## REQUIREMENTS
Update the part of the data that opens with the line containing "One keypoint belongs to every instance. Tag the thin" and runs through the end of the data, swapping "keypoint" for "marker" and leaving everything else unchanged. Return only that part.
:: GIVEN ENTRIES ::
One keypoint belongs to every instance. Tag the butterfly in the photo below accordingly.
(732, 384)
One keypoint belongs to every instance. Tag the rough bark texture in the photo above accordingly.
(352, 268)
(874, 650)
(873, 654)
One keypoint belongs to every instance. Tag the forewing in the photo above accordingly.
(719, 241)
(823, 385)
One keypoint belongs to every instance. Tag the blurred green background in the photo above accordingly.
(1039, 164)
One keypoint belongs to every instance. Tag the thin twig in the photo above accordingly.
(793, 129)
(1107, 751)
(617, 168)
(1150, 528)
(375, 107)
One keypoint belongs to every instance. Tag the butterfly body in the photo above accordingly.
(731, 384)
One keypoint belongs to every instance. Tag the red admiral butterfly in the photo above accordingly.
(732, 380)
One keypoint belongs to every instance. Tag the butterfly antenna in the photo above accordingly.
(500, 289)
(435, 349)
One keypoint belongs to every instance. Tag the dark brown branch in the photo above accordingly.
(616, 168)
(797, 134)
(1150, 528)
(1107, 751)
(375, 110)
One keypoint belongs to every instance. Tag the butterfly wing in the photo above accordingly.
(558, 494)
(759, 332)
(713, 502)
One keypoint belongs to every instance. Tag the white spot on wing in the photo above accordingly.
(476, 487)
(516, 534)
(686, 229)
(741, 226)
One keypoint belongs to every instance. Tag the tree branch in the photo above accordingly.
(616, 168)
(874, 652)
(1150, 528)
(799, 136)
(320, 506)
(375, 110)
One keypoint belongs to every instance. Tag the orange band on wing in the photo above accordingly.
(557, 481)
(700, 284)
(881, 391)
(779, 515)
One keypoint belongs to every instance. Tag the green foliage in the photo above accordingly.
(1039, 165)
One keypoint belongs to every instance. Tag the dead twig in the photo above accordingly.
:::
## EXPECTED ANSWER
One marker belongs to every instance. Tag the thin twig in the photo above accordingly.
(793, 129)
(1107, 751)
(617, 168)
(1150, 528)
(375, 107)
One marker belongs to every instance. Tag the butterfly body in the photo above accordingly.
(731, 384)
One marker belongs to every instance. Tag the red admiral butterfly in the photo above accordingly.
(732, 380)
One marker belongs to every instance. Tag the butterfly antenna in the photo above accordingly.
(500, 289)
(435, 349)
One marker belongs to every instance. Tag the dark brown branch in the photo above accordingly.
(616, 168)
(797, 134)
(1150, 528)
(1107, 751)
(375, 110)
One marker belongs to every instance. Tag the butterfly wing in the photo above accordingly.
(558, 494)
(759, 332)
(713, 502)
One marker belongs to every instance. Tag the white spot on wing in the photo above accordingly.
(476, 487)
(516, 534)
(686, 229)
(741, 226)
One marker belongs to every instance. Tag the tree branch in the photo above accordingly.
(616, 168)
(874, 652)
(1150, 528)
(799, 136)
(320, 506)
(375, 110)
One marker belongs to every instance. Tag the orange band on wing in the photo above accordingly.
(557, 481)
(700, 284)
(881, 391)
(779, 515)
One marker belongs to every instance. Tag the green foliage in the photo above accordingly.
(1039, 165)
One marker belongs to every instance. Tag the dead twig in the photo above accordingly.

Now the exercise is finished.